■ Exercise
Copy out the text below on Malta's public debt and fiscal deficits word for word, from its first line to its last.

____ Excerpt provided

Public debt and fiscal deficits are common terms in Maltese public discourse. A whole generation has known only years of successive public fiscal deficits. For years it was given little importance until Alfred Sant put it as a central theme in 1996 when his newly elected government was faced with a huge imbalance and mounting debt.
Successive governments struggled to address the structural problems that were underpinning the fiscal imbalance. Low rates of economic growth and relatively high interest rates gave rise to a perfect storm. Indeed, Malta was subject to an excessive deficit procedure from July 2009 to December 2012. The procedure was reopened in June 2013, after Malta’s deficit was estimated to have reached 3.3% of GDP in 2012. A 2.6% of GDP deficit had been projected for 2012 when the procedure was closed in December 2012.

2016: First surplus in 32 years
Year 2016 was remarkable in this regard as it was the first year after long decades where a surplus was registered. Something that continued for successive years until the pandemic hit the global economy.
Between 2016 and 2019, Malta’s debt to GDP ratio declined to almost 405 on the back of fiscal surplus and record growth in the national economy. The charts summarise these developments.

________
____ Listed records

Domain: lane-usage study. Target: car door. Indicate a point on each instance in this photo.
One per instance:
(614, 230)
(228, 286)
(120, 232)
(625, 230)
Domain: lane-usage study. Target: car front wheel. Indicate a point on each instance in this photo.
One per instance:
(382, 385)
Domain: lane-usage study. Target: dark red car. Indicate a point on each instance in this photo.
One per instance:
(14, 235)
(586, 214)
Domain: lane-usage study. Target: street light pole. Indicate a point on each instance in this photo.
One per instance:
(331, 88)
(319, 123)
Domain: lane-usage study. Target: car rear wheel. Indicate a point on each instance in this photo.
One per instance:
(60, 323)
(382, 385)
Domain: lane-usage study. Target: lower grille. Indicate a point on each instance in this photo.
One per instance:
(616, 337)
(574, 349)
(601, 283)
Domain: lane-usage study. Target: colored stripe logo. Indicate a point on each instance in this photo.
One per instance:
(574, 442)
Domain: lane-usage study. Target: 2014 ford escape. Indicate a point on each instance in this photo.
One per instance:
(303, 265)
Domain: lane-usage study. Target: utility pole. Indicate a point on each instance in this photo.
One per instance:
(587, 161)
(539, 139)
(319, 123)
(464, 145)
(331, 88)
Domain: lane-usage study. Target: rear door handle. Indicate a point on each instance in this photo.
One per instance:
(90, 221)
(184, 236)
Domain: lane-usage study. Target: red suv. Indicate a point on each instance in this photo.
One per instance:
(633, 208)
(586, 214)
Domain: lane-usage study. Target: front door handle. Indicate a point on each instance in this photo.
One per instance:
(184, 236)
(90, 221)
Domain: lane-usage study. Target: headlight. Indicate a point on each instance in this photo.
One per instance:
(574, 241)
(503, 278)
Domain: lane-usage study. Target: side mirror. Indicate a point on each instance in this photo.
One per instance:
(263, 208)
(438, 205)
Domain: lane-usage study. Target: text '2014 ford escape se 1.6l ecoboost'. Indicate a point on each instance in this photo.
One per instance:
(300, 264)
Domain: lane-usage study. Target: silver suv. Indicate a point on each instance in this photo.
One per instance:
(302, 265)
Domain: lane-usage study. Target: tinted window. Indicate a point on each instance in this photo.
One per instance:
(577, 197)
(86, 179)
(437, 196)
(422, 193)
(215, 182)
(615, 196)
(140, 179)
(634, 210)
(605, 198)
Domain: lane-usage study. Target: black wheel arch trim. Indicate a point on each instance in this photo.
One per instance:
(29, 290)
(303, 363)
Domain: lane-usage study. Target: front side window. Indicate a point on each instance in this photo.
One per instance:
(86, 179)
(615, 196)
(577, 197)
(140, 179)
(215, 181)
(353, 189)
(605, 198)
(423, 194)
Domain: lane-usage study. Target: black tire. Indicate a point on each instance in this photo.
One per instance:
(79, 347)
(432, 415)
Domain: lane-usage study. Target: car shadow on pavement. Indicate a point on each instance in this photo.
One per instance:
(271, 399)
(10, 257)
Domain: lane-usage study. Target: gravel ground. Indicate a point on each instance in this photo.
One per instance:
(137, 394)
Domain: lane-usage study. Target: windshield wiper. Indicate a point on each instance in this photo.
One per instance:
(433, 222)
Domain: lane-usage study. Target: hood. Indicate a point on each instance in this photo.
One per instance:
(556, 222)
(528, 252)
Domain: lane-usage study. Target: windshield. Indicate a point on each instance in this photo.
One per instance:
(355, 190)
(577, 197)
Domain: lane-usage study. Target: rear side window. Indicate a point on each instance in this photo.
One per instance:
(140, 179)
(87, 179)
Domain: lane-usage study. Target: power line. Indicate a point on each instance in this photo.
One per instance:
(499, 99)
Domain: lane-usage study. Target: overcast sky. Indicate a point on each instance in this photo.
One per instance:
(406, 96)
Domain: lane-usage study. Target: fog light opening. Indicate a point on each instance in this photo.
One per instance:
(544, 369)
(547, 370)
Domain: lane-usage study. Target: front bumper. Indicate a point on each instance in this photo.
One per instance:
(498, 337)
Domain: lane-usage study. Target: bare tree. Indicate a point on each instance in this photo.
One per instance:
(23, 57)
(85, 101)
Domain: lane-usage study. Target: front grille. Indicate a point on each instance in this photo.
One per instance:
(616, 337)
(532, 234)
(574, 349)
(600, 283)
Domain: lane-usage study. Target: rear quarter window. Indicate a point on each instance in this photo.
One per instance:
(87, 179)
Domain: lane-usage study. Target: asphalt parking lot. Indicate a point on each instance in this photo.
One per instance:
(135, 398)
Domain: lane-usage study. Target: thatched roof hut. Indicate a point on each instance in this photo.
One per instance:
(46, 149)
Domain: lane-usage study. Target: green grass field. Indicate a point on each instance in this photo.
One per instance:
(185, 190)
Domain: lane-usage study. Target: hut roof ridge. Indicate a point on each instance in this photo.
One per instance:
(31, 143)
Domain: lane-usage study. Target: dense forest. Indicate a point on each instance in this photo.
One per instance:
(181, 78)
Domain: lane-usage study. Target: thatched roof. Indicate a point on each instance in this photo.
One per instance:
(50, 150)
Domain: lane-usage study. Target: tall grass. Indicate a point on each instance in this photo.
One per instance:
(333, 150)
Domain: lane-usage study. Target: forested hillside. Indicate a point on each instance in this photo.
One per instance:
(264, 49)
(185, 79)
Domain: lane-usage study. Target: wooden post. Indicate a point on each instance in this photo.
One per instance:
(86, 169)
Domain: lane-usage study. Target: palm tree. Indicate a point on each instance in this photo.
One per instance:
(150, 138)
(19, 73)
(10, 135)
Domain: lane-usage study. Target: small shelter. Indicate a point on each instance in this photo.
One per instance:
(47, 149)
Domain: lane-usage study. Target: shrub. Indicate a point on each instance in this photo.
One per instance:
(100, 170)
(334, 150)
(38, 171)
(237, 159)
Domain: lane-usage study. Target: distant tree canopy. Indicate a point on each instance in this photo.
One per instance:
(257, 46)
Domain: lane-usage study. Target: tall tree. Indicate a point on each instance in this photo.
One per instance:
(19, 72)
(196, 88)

________

■ Expected output
Public debt and fiscal deficits are common terms in Maltese public discourse. A whole generation has known only years of successive public fiscal deficits. For years it was given little importance until Alfred Sant put it as a central theme in 1996 when his newly elected government was faced with a huge imbalance and mounting debt.
Successive governments struggled to address the structural problems that were underpinning the fiscal imbalance. Low rates of economic growth and relatively high interest rates gave rise to a perfect storm. Indeed, Malta was subject to an excessive deficit procedure from July 2009 to December 2012. The procedure was reopened in June 2013, after Malta’s deficit was estimated to have reached 3.3% of GDP in 2012. A 2.6% of GDP deficit had been projected for 2012 when the procedure was closed in December 2012.

2016: First surplus in 32 years
Year 2016 was remarkable in this regard as it was the first year after long decades where a surplus was registered. Something that continued for successive years until the pandemic hit the global economy.
Between 2016 and 2019, Malta’s debt to GDP ratio declined to almost 405 on the back of fiscal surplus and record growth in the national economy. The charts summarise these developments.